# [DOCUMENT SECTION]
## Begin
So you really need to ask yourself a question, “How important is your data to you?” In almost all cases, your data is critical. That’s all your information that you need to be able to backup and restore if something happens to it.
Okay. Let’s go over why verifying your backups can be a real challenge. So verification means more than just verifying that your backup software said that the job successfully completed and that the media is error free, there were no physical errors with whatever media you use to store your backups on. The reason that you’re backing up your data is that you need to be able to properly restore the files, your applications, and databases and servers whenever needed. So the problem with verifying backups is that it can really be a complicated and time consuming process. It’s not something easy where you can’t just, you know there’s verification built into backup software, but all that does is really just verify that the data was written correctly. It doesn’t verify that the actual data that’s on the tape is in an okay state to be able to be restored when needed.
So restoring files may be simple enough. You typically just restore a file back to any type of location. But restoring applications or a whole server can be challenging. There’s a lot more to it than when you’re doing an application where you have to make sure that application is in a working state or that a whole server, the guest operating system, is in a working state. So you also need to ensure that applications are in a working state, so restoring multi-tier applications is difficult. So if you have an application that spans multiple servers, something that maybe has a database server and an application server that all work together, how do you know that that application as a whole is working, and how do you verify that what you have backed up in is a good state to be able to restore if needed?
## End
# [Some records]
## Begin
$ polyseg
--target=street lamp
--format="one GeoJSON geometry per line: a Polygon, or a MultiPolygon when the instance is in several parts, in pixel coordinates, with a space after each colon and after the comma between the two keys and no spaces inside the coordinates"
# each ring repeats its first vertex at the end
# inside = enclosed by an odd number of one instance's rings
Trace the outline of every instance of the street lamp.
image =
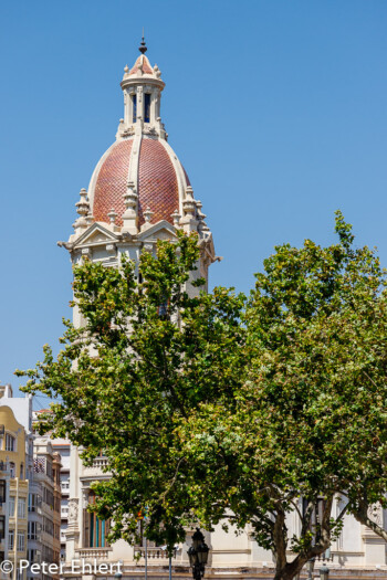
{"type": "Polygon", "coordinates": [[[314,568],[314,558],[312,558],[311,560],[307,560],[307,562],[306,562],[306,570],[307,570],[307,578],[308,579],[312,578],[313,568],[314,568]]]}
{"type": "Polygon", "coordinates": [[[205,576],[205,569],[208,561],[209,547],[205,542],[205,536],[199,528],[192,536],[192,546],[188,549],[189,566],[192,568],[192,577],[200,580],[205,576]]]}
{"type": "Polygon", "coordinates": [[[320,580],[328,580],[330,578],[330,568],[324,562],[323,566],[320,568],[320,580]]]}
## End
# [TASK REQUIREMENTS]
1 - Reproduce the part of the passage on backup verification that opens with the words containing "Okay. Let’s go" and closes with "restored when needed.".
2 - According to the passage on backup verification, what does the verification built into backup software actually confirm?
3 - Write the next part of the passage on backup verification, picking up after its final sentence.
These records have nothing to do with the passage on backup verification.

# [ANSWERS TO THE PROBLEMS]
1 -
Okay. Let’s go over why verifying your backups can be a real challenge. So verification means more than just verifying that your backup software said that the job successfully completed and that the media is error free, there were no physical errors with whatever media you use to store your backups on. The reason that you’re backing up your data is that you need to be able to properly restore the files, your applications, and databases and servers whenever needed. So the problem with verifying backups is that it can really be a complicated and time consuming process. It’s not something easy where you can’t just, you know there’s verification built into backup software, but all that does is really just verify that the data was written correctly. It doesn’t verify that the actual data that’s on the tape is in an okay state to be able to be restored when needed.

2 - It confirms only that the data was written correctly.

3 -
So let’s now go over some of the traditional backup verification methods that you would typically use in a physical server environment to verify that the data that you have for your backups is in a state that it can be restored when needed. So with verification you can’t really impact your production systems. You don’t want to overwrite what’s already there on your production systems unless you want to take that whole server down, and then you’re going to run into a lot more problems when you try to do that.
So typically you need one or more unused physical servers to perform the restore on. So if you want to test things like applications, more than simple file restores, you want to test applications to see if they’re in a working state when you restore them or a whole operating system, like a bare metal backup, you want to be able to test that to see if that’s in a working state, you need extra server hardware laying around to be able to do this on. So testing bare metal restores can be difficult because typically for doing that you need similar hardware. If you try to restore this data to dissimilar hardware, you’re going to run into problems with things like drivers and disk partitions, and things like that where they don’t match up. So you could have things like the operating system could blue screen because it’s got different drivers on it, and it’s just really difficult to be able to verify that that bare metal restore worked properly. You really need similar hardware. That problem is even multiplied in the data center where you have more models and generations of server, where if you’re trying to verify maybe five, six, seven different models of servers, well you need similar hardware for all of those to be able to verify that that data, that bare metal restore can be done on whatever hardware so it matches what you have there already.
So backup verification in the traditional physical server environment is really a time consuming, tedious, and difficult process. It’s not easy. It’s something you have to do, but in physical server environments, you just need a lot of effort to be able to take those backups and to be able to verify that they’re in a state where they can be restored if needed.
So when we actually verify our data, we need to do it at different levels. We talked about in another lesson how the different levels that we back up data at, we have the file level, we have the application level where we’re backing up objects inside of a database or whatever, and also the server level where we’re doing the image level or bare metal backup. So we’re doing different types of backups in our environment typically. So we need to verify data at different levels to make sure that all of our data and all of our servers can all be restored, and that all that data that’s there is in a state that it’s able to be restored when needed.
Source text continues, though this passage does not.